- _WHAT TO PRODUCE_: State how many lines in the items below contain the word "wall". Give only the number.

- _DATA LINES_:
--- START ---

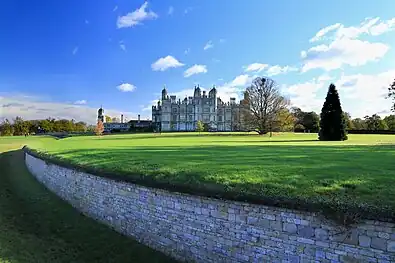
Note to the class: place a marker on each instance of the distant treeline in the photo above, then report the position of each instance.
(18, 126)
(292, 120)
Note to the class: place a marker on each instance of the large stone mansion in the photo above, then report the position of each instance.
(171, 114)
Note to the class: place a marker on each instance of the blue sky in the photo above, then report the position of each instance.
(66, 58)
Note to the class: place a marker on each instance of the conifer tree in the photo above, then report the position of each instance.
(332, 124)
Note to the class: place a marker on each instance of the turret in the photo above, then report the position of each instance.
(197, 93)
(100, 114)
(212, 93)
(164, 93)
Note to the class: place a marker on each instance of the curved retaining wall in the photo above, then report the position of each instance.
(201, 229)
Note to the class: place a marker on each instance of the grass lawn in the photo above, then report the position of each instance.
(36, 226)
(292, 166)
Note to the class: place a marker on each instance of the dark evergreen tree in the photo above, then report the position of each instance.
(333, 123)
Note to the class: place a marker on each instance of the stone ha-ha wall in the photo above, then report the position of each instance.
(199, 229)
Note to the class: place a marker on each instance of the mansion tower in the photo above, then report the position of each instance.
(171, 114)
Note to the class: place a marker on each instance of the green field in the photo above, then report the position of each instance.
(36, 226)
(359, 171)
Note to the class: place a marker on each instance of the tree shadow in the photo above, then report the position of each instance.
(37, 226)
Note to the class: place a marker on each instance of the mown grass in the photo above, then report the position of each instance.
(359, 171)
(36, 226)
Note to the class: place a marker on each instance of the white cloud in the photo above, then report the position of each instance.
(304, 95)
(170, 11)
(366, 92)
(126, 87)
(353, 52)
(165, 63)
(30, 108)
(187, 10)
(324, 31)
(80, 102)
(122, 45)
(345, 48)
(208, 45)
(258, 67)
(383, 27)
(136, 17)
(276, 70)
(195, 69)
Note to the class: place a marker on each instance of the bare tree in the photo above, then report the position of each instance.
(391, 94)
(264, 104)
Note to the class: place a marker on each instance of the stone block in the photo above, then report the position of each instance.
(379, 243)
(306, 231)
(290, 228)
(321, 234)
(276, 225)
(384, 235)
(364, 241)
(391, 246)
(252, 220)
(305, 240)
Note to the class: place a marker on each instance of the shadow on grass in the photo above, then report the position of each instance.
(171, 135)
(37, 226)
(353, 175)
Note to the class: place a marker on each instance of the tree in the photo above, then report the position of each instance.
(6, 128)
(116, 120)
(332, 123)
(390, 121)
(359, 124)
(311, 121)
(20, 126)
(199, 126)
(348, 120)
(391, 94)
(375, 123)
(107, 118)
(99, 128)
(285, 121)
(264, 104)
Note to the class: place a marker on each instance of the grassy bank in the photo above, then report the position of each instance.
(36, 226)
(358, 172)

--- END ---
--- START ---

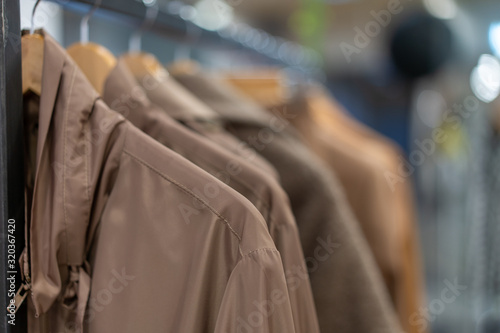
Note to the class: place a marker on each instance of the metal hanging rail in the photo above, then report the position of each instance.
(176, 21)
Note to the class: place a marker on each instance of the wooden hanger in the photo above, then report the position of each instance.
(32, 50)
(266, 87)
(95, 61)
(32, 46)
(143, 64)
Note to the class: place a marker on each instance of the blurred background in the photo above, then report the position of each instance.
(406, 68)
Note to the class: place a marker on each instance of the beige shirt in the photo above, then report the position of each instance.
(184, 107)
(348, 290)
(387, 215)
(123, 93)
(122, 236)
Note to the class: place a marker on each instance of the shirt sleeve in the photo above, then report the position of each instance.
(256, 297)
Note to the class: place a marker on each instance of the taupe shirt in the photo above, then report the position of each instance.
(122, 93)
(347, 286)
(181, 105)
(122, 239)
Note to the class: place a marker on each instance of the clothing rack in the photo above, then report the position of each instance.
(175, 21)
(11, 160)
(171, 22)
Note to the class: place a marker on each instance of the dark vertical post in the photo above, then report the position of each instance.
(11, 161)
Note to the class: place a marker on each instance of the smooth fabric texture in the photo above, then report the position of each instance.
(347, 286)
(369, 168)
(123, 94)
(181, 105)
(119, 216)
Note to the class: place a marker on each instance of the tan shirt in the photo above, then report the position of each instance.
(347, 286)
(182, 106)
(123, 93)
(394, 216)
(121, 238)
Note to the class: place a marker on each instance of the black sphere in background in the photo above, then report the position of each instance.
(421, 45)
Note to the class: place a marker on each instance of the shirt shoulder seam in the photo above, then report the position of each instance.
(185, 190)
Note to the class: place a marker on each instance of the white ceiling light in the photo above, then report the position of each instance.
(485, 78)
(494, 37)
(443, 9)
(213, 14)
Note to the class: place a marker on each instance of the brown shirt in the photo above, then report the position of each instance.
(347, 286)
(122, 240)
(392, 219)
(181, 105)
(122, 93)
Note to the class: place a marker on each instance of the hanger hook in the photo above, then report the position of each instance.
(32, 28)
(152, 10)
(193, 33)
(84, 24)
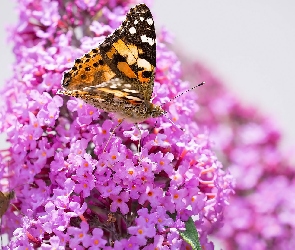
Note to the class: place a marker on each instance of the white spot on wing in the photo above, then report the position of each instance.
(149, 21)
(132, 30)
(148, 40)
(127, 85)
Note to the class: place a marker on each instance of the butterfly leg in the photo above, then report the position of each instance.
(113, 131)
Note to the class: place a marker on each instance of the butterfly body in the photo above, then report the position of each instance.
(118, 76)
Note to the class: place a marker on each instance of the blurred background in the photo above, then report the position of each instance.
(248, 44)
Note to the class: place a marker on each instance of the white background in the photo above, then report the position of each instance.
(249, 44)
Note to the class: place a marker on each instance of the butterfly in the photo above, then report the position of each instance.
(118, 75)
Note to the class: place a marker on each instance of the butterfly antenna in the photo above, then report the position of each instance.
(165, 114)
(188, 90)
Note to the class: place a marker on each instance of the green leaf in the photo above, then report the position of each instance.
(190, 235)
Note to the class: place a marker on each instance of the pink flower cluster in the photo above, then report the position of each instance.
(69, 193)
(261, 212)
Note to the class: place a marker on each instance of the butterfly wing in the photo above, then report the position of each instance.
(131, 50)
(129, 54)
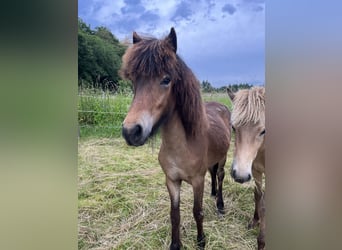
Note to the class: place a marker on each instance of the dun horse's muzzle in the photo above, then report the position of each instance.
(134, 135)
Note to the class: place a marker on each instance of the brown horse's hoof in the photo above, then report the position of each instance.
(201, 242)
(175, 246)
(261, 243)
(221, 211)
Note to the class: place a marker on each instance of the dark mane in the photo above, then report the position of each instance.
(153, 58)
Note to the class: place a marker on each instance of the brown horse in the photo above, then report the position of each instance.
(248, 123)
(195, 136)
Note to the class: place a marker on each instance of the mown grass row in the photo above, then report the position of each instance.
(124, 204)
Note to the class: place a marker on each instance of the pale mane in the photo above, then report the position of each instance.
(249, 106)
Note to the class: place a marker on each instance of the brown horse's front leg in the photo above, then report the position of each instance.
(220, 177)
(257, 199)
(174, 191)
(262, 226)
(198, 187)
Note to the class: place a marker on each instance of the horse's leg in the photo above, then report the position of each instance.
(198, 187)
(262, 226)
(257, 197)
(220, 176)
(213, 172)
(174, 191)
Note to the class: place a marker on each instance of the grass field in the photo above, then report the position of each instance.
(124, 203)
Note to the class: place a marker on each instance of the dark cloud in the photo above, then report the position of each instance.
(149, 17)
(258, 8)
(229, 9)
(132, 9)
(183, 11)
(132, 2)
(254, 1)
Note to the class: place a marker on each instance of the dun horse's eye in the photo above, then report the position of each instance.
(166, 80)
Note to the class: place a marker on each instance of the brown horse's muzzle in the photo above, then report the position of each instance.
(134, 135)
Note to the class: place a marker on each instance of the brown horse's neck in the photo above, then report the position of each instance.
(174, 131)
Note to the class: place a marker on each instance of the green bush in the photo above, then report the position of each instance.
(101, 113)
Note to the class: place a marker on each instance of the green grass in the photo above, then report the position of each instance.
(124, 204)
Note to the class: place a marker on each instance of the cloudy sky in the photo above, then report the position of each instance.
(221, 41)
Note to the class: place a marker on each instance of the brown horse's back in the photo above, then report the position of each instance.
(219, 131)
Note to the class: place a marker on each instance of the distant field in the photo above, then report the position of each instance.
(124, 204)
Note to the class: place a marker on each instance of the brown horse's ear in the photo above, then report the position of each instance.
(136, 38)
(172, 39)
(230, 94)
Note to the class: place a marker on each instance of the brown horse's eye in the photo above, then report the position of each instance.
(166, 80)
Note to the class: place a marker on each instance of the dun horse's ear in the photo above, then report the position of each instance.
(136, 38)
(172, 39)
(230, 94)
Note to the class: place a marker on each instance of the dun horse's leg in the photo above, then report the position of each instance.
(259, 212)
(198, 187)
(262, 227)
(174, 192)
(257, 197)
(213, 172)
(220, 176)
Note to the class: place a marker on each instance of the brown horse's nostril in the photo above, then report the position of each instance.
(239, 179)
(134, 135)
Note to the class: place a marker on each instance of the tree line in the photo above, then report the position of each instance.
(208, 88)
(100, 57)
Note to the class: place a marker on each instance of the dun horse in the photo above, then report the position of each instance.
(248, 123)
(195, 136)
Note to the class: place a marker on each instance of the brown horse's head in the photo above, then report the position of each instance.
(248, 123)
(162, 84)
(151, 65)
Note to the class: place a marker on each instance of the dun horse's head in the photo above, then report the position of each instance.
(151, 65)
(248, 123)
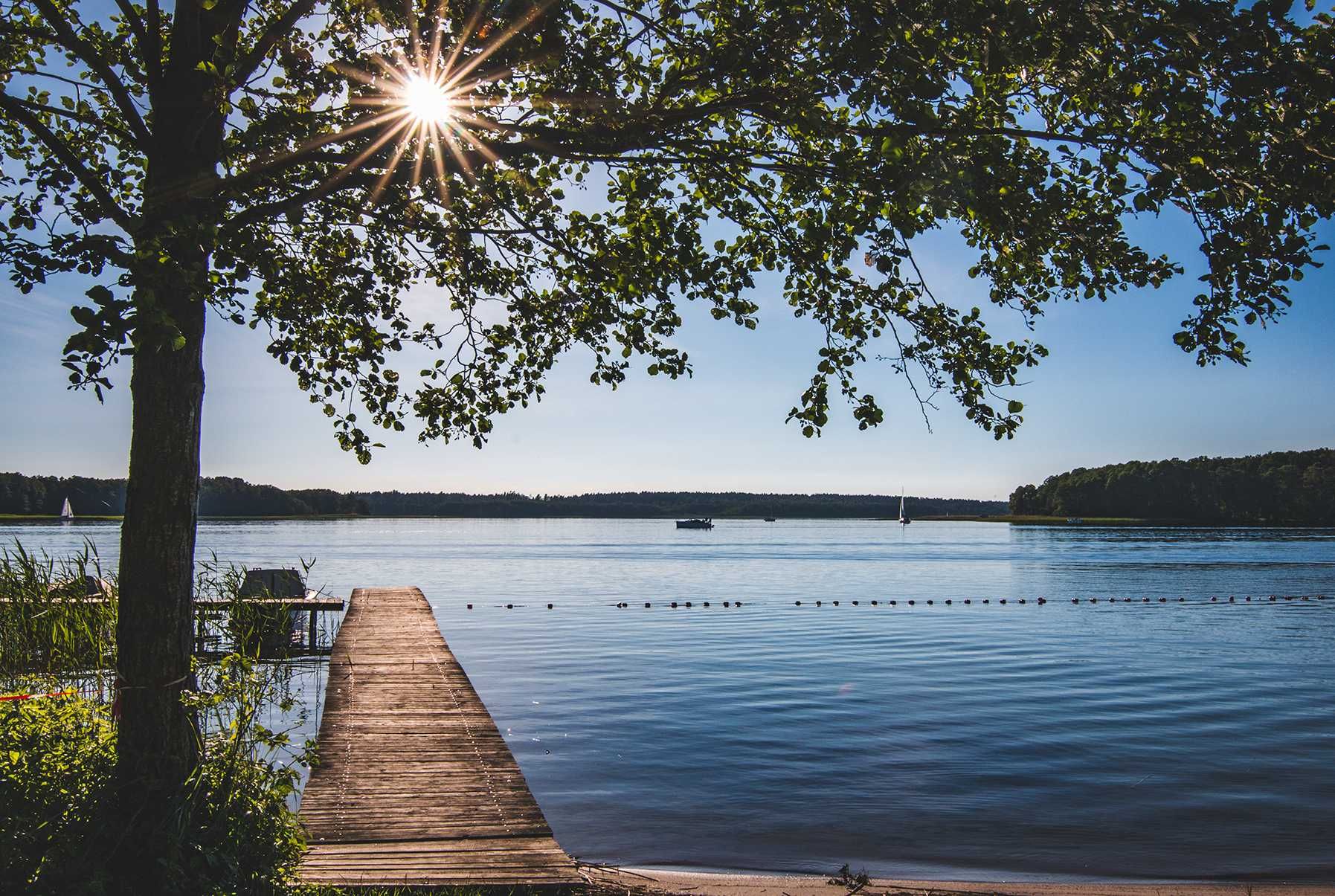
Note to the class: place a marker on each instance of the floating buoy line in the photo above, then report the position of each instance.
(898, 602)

--- END ---

- _EXERCISE RESULT_: 2